**STATED GOAL 1**
Translate this sentence from the Vancouver housing excerpt into Spanish: "The system would put communities at its core instead of private profits."

───── EXCERPT PROVIDED ─────

Real estate speculation is also increasing the divide. “Unlike Toronto, Vancouver doesn't have the high-paying jobs to drive its economy,” the Globe and Mail’s Kerry Gold wrote last year. “Instead, the city relies largely on an inflow of foreign money to fuel its real estate industry. That reliance has put communities at a disadvantage, widening the gap between the haves and have-nots.”
Research led by University of Toronto professor David Hulchanski found lower-income people are pushed to the edges of Vancouver while central neighbourhoods become richer and less diverse.
The housing crisis accelerates inequality in less obvious ways. High prices for land squeeze grocery stores, restaurants and gas stations. “It actually makes everything more expensive,” explained Paul Finch, treasurer of the BC Government and Service Employees’ Union. The union last year released a report urging local and provincial leaders to pass stricter controls and taxes on speculation.
“Yes, there are some that benefit financially from growing property values, but a growing majority do not,” the report argues. “Workers and residents need a new system that restores fairness, stability and security to our housing market and to the real estate transactions that shape it.”
The system would put communities at its core instead of private profits.
The two leading right-wing politicians competing to become Vancouver mayor in October agree we are in a housing crisis. But they don’t see our economic system as the problem. They argue the only way to solve the crisis is to accelerate capitalism.
Non-Partisan Association candidate Ken Sim refers to Vancouver as “a $1.4-billion entity that needs to be managed in a better way.” He boasts on his website about visiting the offices of corporations such as Toyota, Honda, FedEX and Google. At the moment Sim’s housing policies are short on details, save for pledges to streamline regulations and reduce taxes. But it’s clear where his priorities lie. He promises on his website to be “the most business friendly mayor in the history of Vancouver.”
Sim’s main right-wing challenger is Hector Bremner, who won a council seat with the NPA in 2017’s byelection, but left the party this year after its directors rejected him as a potential candidate for mayor.
Bremner’s recently announced Yes Vancouver Party has made rapidly increasing housing supply its top priority. It would do this by densifying every neighbourhood in the city, lowering taxes and reducing permit approval times for new development. He says only the market can make the city more affordable: “The truth is the private sector is chomping on the bit to build more rental.” Bremner deems the housing crisis “a failure of local government.”
This is the way that Vancouver’s real estate industry sees things too. “Although imposing new housing taxes is relatively easy and politically expedient, we simply can’t tax our way to affordability,” wrote Anne McMullin, president and CEO of the Urban Development Institute, in an op-ed for the Vancouver Sun. Industry voices argue government has to get out of the way and let developers build.
“The supply-side argument has been the development industry’s mantra from time immemorial,” Adrienne Tanner noted earlier this year in the Globe and Mail. But, she continued, “its efficacy as a solution to high prices is debatable.”

───── DATA LISTING ─────

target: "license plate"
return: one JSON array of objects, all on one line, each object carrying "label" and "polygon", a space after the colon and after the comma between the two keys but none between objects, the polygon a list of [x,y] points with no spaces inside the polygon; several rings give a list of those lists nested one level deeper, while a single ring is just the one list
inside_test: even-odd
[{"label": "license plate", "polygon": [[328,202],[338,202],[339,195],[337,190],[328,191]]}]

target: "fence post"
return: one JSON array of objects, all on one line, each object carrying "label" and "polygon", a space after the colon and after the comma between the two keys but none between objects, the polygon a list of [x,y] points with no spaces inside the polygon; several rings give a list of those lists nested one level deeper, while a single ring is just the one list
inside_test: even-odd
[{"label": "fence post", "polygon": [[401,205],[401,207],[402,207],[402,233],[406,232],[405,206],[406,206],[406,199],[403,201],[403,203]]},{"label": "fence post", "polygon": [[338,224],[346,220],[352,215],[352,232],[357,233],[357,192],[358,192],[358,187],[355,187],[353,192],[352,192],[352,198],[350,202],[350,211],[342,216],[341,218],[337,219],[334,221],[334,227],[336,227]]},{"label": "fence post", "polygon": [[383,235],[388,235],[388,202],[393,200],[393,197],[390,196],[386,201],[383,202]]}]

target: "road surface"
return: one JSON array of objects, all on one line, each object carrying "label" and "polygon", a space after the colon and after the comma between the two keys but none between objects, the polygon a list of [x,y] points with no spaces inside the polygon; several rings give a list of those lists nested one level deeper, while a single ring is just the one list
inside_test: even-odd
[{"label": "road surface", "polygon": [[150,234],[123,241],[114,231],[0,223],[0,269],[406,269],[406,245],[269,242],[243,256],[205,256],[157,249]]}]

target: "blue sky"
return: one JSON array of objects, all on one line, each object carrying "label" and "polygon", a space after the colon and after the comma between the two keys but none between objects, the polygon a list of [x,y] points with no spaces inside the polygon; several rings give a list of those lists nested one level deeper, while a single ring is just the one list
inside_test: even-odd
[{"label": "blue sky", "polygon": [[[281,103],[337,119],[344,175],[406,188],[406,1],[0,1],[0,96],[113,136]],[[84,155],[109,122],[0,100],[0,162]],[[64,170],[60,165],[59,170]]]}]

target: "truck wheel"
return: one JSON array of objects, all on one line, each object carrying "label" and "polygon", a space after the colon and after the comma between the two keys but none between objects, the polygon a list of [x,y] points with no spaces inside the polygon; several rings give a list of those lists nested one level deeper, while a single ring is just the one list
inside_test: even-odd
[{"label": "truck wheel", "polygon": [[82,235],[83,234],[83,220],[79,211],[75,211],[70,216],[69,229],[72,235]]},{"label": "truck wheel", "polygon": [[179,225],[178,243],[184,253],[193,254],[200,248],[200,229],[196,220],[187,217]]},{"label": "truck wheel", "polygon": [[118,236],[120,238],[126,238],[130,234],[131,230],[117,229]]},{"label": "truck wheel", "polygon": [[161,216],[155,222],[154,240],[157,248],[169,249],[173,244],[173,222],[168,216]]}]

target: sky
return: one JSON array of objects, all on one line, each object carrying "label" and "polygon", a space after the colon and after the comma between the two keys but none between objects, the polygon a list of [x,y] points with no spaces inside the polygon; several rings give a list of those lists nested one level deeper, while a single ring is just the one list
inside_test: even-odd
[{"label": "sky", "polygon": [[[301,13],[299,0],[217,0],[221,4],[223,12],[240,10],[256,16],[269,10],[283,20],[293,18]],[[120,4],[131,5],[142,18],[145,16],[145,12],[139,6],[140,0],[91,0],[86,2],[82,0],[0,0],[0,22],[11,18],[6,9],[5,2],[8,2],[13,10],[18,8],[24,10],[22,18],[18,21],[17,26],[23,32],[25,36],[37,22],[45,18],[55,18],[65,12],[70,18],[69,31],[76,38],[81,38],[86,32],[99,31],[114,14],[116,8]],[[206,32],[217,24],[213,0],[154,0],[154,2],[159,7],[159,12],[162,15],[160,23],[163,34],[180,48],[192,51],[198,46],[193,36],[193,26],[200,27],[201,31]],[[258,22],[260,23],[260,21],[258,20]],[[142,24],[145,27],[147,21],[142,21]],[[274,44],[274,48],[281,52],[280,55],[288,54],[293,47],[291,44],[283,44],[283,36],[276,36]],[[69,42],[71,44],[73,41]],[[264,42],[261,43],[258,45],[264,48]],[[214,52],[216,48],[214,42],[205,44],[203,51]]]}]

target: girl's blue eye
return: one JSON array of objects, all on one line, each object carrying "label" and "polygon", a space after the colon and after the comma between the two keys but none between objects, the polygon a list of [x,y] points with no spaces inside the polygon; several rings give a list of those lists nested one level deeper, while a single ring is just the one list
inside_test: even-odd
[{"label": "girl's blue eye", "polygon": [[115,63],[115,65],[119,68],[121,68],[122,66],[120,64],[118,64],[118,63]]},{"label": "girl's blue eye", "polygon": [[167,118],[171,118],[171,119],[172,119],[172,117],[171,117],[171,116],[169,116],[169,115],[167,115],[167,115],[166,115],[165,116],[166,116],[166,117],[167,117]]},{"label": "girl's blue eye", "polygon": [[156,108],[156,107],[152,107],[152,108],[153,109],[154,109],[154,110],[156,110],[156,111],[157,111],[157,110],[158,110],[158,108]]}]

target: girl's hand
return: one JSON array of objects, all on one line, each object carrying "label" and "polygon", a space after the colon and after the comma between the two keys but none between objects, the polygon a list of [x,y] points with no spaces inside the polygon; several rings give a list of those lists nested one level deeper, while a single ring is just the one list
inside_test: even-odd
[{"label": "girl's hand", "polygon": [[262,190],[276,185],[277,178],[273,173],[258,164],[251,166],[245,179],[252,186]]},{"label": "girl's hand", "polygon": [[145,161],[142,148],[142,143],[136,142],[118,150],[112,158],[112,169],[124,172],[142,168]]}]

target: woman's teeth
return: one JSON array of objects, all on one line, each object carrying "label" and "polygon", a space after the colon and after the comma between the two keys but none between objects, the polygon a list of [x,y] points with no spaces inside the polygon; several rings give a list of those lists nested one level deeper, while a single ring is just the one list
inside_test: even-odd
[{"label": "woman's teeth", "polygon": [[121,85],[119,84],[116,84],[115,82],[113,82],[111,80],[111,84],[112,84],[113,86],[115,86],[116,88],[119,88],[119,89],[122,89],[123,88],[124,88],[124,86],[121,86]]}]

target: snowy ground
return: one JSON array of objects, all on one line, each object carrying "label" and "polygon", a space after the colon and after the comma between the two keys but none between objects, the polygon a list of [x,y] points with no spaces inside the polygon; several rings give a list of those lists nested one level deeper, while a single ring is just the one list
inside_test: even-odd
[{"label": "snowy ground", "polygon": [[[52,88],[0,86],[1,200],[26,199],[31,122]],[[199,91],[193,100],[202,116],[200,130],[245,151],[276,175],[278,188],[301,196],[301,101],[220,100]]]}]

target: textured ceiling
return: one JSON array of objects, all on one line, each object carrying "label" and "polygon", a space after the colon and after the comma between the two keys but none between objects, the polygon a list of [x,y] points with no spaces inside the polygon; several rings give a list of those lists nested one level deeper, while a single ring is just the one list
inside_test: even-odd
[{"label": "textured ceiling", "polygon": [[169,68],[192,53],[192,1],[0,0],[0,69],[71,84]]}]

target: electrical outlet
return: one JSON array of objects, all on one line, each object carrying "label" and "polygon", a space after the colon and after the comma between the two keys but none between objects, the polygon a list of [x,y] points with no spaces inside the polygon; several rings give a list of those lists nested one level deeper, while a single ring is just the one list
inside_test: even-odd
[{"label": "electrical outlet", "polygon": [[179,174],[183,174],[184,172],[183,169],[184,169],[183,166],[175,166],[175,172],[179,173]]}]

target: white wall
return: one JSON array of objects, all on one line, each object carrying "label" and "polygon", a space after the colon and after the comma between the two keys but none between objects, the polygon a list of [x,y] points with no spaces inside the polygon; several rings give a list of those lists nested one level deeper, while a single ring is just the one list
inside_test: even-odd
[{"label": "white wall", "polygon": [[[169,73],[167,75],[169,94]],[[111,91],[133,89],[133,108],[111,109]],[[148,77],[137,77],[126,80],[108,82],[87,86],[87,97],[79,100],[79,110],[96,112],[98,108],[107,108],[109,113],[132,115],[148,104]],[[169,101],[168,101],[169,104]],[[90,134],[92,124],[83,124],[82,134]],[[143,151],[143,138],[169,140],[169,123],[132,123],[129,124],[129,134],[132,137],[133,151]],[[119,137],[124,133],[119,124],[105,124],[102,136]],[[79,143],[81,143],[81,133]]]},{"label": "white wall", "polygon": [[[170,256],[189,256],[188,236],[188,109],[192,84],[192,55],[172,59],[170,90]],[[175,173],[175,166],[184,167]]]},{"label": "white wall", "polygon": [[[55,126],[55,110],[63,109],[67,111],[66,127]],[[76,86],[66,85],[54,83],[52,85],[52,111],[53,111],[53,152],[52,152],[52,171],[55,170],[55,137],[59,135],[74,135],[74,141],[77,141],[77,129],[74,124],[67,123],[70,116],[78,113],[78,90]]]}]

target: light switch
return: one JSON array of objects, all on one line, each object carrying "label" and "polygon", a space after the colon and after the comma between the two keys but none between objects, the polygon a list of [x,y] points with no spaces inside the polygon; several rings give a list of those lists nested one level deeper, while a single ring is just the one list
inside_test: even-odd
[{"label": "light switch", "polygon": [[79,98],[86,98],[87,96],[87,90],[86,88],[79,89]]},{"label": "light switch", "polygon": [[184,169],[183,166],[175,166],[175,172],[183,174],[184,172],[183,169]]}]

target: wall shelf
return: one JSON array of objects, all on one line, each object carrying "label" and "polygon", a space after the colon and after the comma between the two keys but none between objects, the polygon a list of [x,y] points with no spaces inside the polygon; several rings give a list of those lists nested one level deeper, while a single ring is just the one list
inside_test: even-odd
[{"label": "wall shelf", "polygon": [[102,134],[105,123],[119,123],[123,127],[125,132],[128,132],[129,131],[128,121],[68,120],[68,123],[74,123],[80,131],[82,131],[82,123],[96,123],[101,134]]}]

─────

**STATED GOAL 2**
Copy out the rows word for word, starting with the line that contains "target: wall shelf" and going on through the last line of the rows.

**PROBLEM SOLUTION 1**
El sistema pondría a las comunidades en su centro en lugar de las ganancias privadas.

**PROBLEM SOLUTION 2**
target: wall shelf
return: one JSON array of objects, all on one line, each object carrying "label" and "polygon", a space after the colon and after the comma between the two keys but none between objects, the polygon a list of [x,y] points with no spaces inside the polygon; several rings give a list of those lists nested one level deeper, while a single ring is just the one list
inside_test: even-odd
[{"label": "wall shelf", "polygon": [[102,134],[105,123],[119,123],[123,127],[125,132],[128,132],[129,131],[128,121],[68,120],[68,123],[74,123],[80,131],[82,131],[82,123],[96,123],[101,134]]}]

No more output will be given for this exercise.